[Records supplied]

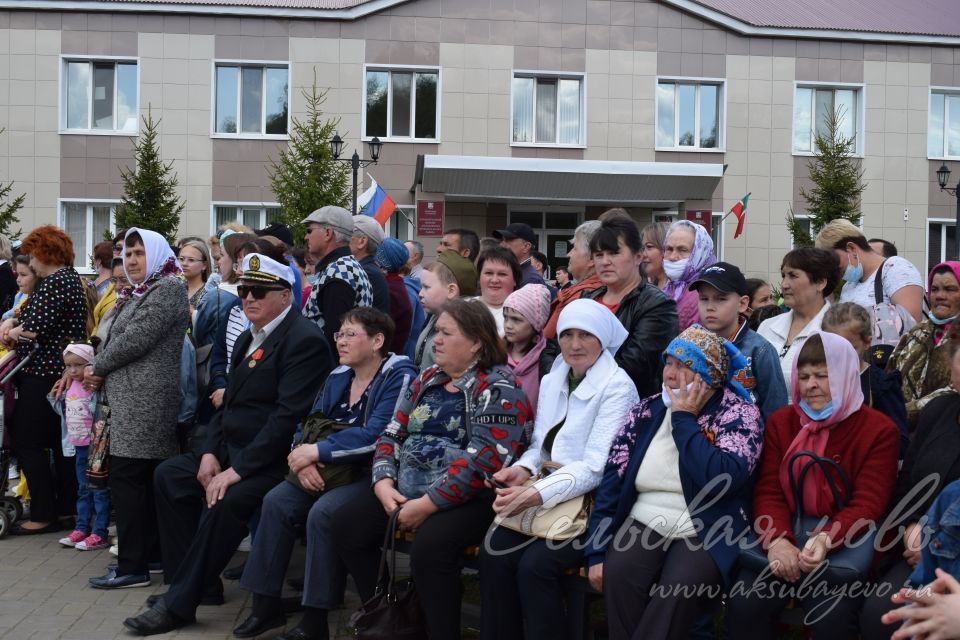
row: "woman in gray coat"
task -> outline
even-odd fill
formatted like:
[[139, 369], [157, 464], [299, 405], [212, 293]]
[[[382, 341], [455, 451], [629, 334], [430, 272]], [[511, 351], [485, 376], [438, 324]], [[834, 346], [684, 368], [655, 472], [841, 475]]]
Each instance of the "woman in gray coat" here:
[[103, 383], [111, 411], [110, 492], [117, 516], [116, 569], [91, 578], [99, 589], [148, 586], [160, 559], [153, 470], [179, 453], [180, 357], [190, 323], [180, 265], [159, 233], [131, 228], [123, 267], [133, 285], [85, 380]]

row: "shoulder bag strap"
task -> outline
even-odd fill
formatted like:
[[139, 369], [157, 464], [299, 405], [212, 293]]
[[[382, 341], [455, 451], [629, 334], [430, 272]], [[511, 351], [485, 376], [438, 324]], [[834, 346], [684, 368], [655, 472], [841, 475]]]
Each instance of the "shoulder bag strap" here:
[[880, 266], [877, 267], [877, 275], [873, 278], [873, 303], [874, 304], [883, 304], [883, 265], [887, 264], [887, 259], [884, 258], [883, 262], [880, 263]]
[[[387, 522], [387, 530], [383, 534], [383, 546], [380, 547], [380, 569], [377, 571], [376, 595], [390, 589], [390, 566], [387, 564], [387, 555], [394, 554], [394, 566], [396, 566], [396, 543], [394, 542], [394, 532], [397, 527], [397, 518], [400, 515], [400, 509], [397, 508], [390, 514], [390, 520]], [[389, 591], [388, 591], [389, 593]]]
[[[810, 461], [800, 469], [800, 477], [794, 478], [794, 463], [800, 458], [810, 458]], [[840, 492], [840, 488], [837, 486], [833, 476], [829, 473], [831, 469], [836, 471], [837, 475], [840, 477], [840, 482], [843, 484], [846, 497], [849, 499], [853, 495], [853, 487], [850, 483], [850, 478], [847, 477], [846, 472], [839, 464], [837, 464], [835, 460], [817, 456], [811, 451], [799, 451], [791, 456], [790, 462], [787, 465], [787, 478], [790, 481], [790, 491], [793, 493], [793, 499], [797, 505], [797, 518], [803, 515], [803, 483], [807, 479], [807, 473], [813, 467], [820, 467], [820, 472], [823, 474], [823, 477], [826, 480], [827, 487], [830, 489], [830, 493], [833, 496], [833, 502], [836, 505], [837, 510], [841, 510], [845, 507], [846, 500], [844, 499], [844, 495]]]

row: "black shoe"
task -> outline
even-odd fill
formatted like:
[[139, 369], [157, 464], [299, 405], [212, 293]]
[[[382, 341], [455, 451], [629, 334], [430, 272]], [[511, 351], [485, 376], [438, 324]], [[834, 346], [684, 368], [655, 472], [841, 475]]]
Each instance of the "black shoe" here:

[/Records supplied]

What is needed: Write out every line of the listing that holds the word "shoe".

Written response:
row: "black shoe"
Each instance of the "black shoe" here:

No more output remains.